◆ **WRITTEN INSTRUCTION**:
Reproduce all of the data word for word.

Start of STORED ROWS

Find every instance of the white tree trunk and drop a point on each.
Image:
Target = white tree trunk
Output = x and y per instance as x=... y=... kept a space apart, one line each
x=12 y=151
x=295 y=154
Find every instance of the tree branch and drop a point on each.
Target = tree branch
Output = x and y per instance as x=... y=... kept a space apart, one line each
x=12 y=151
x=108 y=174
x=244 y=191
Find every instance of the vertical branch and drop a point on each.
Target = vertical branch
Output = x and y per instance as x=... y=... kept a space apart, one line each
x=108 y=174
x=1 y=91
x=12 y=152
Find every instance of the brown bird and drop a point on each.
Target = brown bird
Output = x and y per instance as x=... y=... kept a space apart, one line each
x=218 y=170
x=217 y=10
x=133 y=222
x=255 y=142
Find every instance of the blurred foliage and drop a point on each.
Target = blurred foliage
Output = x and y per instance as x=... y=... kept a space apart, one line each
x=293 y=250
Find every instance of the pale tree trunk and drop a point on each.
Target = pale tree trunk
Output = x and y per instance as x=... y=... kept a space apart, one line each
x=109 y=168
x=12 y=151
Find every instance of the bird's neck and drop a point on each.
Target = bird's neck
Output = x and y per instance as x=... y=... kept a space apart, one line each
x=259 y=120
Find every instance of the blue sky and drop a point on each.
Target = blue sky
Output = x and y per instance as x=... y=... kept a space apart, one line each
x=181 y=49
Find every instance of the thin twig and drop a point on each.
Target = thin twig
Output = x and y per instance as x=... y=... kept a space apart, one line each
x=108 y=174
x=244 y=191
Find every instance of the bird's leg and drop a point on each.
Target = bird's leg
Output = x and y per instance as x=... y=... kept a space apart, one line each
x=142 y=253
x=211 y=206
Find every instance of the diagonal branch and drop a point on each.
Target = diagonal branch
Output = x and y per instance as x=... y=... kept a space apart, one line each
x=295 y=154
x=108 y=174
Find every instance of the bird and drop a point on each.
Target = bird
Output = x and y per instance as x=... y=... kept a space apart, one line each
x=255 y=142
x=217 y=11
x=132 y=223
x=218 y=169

End of STORED ROWS

◆ **EXERCISE RESPONSE**:
Find every instance of the white tree trunk and drop a point on each.
Image:
Target = white tree trunk
Output = x and y per instance as x=... y=... kept a space apart, one line each
x=12 y=151
x=295 y=154
Find every instance of the tree branch and drop a point on each.
Target = tree branch
Output = x and y per instance as x=... y=... kept a space apart, one line each
x=12 y=151
x=108 y=174
x=244 y=191
Find every instance of the vertical branch and drop a point on each.
Target = vertical branch
Output = x and y per instance as x=... y=... kept a space apart, one line each
x=108 y=174
x=1 y=91
x=12 y=152
Find every instance of the brown bird and drop a point on each.
Target = brown bird
Output = x and y per instance as x=... y=... kept a space apart, one line each
x=218 y=170
x=217 y=10
x=133 y=222
x=255 y=142
Find every instance of the blurred foliage and drop a point on each.
Target = blurred foliage
Output = x and y per instance as x=... y=... kept a space apart, one line each
x=293 y=250
Find every instance of the pale tree trunk and drop a point on each.
Target = pale tree trunk
Output = x and y per instance as x=... y=... kept a space apart, one line each
x=109 y=168
x=12 y=151
Find every instance of the bird's neck and drop a point on each.
Target = bird's neck
Output = x and y per instance as x=... y=... kept a space apart, one line each
x=259 y=120
Find every instance of the blue sky and drop a point on each.
Target = blue sky
Output = x and y per instance as x=... y=... kept a space apart, one line each
x=181 y=49
Find every instance of the thin twig and drop a point on each.
Target = thin twig
Output = x and y per instance as x=... y=... kept a space apart, one line each
x=108 y=174
x=244 y=191
Find every instance of the bird's leg and drop a point on each.
Target = bird's leg
Output = x and y per instance as x=... y=... kept a space apart, one line each
x=142 y=253
x=211 y=206
Find every instance of the diagonal branch and drop a point on each.
Target = diagonal branch
Output = x and y per instance as x=... y=... kept a space apart, one line each
x=295 y=154
x=108 y=174
Find every instance of the bird and drop a point on each.
Target = bird
Output = x and y per instance as x=... y=... kept a space apart, one line each
x=255 y=142
x=217 y=11
x=132 y=223
x=218 y=169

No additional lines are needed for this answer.